**EXERCISE TASKS**.
1: List every kind of clinical cohort study that the Data Portal passage names.
2: Write what comes next in the Data Portal passage, starting after its last sentence.

The data are diverse. Clinical cohort studies include familial disease cohorts [13][14]), disease focused patient cohorts [15][16]), ageing focused population cohorts [17][18][19][20]), re-purposed cardiovascular cohorts [21][22], birth cohorts [23][24], repurposed cancer cohorts [25] [26]), and disease agnostic cohorts [27][28][29]) In terms of real world evidence the Data Portal provides access to an e-cohort (SAIL-DeC) covering health records for 1.2m individuals including 130k dementia cases [30]. Data availability varies according to cohort but includes epidemiologic survey, imaging, genetics, and linked administrative data. The XNAT [31] imaging platform is used to receive and process DICOM and NIfTI files. For genetics, variant call format and allele frequency data may be uploaded. Although not a cohort, the Data Portal provides a link to the UK-CRIS Network for natural language processing of 2.5m UK mental health records [32]. Overall these cohorts and data modalities represent an unusually complex data environment suitable for machine learning as well as hypothesis driven analyses.

**DATA SUPPLIED**.
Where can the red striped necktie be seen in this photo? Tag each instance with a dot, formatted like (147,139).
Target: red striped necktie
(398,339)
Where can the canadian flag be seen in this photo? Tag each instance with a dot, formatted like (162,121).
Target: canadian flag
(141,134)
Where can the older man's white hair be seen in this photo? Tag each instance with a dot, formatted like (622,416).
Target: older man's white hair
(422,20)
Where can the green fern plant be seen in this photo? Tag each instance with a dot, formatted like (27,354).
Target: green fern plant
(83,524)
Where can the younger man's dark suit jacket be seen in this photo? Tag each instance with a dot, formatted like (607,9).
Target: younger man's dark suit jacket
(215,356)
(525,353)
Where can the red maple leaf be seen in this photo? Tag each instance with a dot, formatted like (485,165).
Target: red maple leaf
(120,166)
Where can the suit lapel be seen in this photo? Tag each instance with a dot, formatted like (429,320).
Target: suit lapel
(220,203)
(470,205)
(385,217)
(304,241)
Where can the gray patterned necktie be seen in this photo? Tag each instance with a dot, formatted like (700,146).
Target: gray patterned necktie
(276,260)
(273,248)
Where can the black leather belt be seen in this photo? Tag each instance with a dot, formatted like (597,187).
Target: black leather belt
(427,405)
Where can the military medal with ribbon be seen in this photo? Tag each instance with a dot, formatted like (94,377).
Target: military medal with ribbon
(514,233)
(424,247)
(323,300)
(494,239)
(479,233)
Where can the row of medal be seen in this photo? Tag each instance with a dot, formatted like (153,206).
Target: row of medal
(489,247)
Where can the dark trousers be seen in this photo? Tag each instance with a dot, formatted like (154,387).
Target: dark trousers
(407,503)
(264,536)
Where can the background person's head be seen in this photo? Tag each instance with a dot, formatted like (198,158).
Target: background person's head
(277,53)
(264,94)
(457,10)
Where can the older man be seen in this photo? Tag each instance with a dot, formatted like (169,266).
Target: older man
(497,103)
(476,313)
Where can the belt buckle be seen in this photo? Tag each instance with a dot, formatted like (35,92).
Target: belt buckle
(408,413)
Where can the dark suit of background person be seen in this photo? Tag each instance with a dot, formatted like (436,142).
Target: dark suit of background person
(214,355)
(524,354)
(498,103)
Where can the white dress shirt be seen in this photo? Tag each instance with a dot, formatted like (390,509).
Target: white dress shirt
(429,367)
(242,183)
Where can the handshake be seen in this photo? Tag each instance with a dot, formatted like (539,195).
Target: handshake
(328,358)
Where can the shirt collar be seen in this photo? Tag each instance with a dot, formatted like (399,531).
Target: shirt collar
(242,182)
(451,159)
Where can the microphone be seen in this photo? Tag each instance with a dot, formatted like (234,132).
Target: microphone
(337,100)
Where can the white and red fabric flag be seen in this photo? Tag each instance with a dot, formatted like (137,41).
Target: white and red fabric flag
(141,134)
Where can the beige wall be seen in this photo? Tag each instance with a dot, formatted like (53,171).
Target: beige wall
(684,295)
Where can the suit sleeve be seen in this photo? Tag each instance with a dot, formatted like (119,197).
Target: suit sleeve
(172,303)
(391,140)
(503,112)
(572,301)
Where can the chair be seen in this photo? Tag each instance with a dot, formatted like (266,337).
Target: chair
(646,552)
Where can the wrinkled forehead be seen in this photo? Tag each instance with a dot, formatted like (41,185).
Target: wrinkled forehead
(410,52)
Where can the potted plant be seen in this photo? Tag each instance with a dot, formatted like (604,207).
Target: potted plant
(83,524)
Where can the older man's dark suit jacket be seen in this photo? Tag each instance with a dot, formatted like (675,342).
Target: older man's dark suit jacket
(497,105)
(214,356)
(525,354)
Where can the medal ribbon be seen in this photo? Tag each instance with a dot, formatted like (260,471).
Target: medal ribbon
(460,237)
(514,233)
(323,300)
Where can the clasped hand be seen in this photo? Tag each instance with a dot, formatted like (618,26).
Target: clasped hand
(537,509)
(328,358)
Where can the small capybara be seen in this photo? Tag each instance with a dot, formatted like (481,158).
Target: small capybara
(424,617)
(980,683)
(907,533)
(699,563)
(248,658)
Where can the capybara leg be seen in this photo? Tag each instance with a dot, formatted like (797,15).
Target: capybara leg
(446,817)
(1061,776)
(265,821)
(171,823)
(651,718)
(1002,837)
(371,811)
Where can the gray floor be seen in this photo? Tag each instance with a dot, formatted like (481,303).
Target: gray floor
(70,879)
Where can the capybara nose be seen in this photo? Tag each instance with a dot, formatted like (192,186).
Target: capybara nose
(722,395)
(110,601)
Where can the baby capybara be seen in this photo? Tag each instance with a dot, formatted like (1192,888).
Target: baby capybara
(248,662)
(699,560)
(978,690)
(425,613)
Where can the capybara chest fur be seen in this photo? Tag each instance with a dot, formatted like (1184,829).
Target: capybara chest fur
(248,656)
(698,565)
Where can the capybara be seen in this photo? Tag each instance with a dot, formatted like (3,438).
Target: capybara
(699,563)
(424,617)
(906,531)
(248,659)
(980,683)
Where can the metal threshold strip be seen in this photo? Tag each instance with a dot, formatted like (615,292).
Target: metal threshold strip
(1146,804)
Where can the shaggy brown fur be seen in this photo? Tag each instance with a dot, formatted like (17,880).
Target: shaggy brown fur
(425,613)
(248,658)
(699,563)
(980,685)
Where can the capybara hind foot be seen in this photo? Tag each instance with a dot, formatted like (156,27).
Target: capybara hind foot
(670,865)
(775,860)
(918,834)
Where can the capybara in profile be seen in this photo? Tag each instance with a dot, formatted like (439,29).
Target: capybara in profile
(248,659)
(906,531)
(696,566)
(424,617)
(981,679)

**ANSWER LIST**.
1:
- familial disease cohorts
- disease focused patient cohorts
- ageing focused population cohorts
- re-purposed cardiovascular cohorts
- birth cohorts
- repurposed cancer cohorts
- disease agnostic cohorts

2:
Looking ahead, brain bank digital data, omics, devices, and environmental data are developing areas for DPUK. Cohorts remain the best source of post mortem scientifically informative brain tissue due to the wealth of background data that are available. Cohort derived brain tissue can also represent a range of disease stages for any particular outcome and a range of pathologies. DPUK is working with the UK Brain Banking Network to provide a central database linking brain donation to cohorts. Devices are an increasingly important source of data. To explore the collection of device data, DPUK provides a cost-neutral pipeline for data capture, processing and storage for collaborating cohorts. Specific omics pipelines can be made available on request.
Data resource use
From its public launch in November 2017 to end of December 2018, 81 data access requests have been received involving 149 applicants. The 81 requests span 41 institutions (34 academic, five commercial, two government) in nine countries and 51 requests involve multiple cohorts. Of the 81 data requests, 11 have been declined and seven withdrawn. The remainder have either been approved (n=39) or are under review (n=24). Our target response time for a decision on applications is 28 days. Currently the median response time is 25 days (mean=44 days).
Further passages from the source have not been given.